## Activity
Locate the string "container" in the listing below. Copy every line where it is found.

(Beginning of Dataset content)

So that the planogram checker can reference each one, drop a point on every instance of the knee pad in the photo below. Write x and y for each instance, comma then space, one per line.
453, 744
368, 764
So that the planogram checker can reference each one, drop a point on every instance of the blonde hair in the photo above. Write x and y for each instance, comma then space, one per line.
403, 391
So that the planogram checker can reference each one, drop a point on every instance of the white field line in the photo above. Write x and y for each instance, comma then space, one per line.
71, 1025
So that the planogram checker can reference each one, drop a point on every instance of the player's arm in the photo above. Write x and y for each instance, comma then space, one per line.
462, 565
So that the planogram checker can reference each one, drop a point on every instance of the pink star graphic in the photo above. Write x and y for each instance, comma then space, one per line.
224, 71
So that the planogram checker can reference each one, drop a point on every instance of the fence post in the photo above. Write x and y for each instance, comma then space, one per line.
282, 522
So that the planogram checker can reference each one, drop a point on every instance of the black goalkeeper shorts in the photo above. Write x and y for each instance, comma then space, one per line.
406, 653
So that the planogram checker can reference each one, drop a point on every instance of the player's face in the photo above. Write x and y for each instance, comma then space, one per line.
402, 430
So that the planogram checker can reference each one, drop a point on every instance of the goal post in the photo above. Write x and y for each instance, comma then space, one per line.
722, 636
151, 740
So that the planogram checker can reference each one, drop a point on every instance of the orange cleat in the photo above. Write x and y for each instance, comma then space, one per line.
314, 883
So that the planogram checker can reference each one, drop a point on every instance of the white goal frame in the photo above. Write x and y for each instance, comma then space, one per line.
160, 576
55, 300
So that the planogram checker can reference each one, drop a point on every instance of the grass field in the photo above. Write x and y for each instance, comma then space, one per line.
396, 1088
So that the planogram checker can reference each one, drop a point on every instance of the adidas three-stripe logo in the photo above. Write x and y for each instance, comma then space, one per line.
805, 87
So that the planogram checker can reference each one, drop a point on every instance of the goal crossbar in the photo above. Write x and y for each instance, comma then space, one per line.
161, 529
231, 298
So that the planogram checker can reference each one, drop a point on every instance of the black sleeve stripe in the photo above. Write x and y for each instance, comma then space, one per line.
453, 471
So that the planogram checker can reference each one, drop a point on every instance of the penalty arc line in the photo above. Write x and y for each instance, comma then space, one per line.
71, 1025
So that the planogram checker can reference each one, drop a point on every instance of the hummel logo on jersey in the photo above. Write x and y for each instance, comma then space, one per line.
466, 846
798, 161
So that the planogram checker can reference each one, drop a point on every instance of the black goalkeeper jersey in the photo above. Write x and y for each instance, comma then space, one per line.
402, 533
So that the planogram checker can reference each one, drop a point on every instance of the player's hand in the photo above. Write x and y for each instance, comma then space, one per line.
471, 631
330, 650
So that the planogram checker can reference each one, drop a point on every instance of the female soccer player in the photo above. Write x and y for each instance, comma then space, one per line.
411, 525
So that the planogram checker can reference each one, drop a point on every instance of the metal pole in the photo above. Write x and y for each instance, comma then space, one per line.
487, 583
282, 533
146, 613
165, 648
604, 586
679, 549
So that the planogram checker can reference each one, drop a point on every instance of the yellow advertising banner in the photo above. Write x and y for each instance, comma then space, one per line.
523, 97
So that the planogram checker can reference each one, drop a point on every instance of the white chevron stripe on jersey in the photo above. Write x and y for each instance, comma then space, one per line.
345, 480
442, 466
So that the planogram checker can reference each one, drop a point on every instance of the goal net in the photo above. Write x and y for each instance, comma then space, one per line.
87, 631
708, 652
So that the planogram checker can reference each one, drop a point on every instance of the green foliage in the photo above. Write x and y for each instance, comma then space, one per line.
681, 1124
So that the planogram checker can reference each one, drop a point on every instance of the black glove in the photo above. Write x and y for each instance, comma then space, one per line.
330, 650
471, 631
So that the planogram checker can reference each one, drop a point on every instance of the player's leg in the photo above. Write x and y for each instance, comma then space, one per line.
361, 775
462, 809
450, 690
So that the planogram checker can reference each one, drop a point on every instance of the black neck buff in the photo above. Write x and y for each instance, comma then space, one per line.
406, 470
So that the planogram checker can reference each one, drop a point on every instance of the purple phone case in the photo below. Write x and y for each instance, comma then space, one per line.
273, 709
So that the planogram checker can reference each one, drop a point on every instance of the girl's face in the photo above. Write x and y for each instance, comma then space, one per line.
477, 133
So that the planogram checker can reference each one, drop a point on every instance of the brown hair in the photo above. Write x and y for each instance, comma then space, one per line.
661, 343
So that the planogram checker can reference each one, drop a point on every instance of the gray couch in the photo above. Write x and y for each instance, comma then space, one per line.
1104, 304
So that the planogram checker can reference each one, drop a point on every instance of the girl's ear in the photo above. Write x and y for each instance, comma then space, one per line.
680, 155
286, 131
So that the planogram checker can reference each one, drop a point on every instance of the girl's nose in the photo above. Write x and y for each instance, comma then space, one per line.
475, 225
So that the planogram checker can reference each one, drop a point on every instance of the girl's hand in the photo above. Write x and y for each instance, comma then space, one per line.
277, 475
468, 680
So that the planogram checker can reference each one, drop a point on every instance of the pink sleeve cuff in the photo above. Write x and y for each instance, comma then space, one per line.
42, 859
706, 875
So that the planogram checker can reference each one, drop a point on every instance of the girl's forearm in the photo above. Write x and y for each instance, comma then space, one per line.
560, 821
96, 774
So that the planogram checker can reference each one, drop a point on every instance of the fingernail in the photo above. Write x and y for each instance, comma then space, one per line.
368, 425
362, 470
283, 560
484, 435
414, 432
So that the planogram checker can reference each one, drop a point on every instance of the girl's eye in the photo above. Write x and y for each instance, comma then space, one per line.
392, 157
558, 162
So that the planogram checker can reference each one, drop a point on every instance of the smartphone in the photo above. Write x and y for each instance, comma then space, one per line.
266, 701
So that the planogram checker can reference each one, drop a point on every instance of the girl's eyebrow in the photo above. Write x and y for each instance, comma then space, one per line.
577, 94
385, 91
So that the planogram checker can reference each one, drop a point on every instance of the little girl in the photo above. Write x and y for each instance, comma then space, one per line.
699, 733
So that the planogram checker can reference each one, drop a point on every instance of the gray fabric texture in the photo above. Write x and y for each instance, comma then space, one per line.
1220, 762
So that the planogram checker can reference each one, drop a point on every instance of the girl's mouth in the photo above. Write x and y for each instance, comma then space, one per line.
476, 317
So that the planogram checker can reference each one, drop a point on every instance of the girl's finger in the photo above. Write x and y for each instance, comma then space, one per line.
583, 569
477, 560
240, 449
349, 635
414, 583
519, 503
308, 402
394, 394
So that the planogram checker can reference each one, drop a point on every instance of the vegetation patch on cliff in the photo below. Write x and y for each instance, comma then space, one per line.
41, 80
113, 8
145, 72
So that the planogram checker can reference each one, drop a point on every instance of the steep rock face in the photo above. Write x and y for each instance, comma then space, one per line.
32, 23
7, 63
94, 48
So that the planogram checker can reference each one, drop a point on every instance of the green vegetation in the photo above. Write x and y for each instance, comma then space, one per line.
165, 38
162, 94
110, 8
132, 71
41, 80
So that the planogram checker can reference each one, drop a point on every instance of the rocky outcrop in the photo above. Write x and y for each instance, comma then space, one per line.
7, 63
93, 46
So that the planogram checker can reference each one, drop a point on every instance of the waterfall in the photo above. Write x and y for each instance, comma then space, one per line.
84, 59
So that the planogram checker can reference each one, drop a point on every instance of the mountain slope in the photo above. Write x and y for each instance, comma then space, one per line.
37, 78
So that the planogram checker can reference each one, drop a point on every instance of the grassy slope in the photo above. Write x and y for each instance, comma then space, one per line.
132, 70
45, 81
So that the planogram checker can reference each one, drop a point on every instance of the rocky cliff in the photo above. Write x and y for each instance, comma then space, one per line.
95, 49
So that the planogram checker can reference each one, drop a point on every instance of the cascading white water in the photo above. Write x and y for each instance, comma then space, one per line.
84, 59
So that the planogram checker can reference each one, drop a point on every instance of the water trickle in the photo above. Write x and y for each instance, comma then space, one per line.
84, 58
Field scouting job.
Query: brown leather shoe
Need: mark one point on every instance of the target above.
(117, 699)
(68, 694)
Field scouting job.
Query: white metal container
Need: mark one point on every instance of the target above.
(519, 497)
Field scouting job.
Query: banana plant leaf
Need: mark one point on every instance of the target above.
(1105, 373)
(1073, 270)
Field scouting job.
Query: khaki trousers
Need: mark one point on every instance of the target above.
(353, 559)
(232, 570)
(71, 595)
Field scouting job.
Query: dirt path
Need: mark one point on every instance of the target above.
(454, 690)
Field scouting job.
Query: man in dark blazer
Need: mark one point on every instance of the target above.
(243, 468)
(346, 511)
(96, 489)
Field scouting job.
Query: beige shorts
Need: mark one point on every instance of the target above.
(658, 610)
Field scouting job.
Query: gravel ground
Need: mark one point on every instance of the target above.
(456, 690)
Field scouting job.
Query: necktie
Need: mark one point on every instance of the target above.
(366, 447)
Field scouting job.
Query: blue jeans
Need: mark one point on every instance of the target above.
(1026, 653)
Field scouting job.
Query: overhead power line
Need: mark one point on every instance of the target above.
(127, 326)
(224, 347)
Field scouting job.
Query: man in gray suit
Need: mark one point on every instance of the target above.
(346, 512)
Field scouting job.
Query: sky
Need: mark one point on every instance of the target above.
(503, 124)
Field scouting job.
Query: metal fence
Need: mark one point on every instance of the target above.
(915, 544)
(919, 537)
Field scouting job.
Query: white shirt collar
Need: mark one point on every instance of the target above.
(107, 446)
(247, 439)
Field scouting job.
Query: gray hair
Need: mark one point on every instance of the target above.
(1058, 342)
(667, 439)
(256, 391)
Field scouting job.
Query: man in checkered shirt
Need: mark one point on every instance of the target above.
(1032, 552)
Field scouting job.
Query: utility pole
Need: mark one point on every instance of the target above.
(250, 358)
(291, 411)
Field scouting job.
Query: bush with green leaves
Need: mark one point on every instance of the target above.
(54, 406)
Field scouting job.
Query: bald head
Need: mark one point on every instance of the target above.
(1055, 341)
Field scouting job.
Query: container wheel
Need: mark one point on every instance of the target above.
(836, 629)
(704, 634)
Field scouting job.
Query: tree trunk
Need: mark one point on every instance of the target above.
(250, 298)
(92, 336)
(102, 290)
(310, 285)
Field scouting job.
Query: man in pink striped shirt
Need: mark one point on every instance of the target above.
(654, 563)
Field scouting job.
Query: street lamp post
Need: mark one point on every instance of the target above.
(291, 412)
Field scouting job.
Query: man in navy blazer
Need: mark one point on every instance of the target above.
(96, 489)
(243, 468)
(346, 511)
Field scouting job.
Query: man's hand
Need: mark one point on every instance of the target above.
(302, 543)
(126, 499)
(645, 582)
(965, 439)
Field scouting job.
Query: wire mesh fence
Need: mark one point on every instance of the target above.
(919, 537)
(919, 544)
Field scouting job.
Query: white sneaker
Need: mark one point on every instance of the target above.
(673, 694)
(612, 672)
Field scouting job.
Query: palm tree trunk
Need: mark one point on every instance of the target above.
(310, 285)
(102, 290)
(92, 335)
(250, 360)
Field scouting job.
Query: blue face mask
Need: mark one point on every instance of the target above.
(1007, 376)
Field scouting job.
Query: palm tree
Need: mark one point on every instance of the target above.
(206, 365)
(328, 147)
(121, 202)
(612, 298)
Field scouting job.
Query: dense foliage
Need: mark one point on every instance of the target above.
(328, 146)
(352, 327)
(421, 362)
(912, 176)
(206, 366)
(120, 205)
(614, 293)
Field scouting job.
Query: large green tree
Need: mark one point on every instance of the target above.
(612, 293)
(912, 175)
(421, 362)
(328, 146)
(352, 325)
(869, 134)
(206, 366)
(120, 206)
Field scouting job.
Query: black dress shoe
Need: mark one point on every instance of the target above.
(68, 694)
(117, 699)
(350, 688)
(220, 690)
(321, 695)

(End of Dataset content)

## Response to the task
Query: white metal container
Query: container wheel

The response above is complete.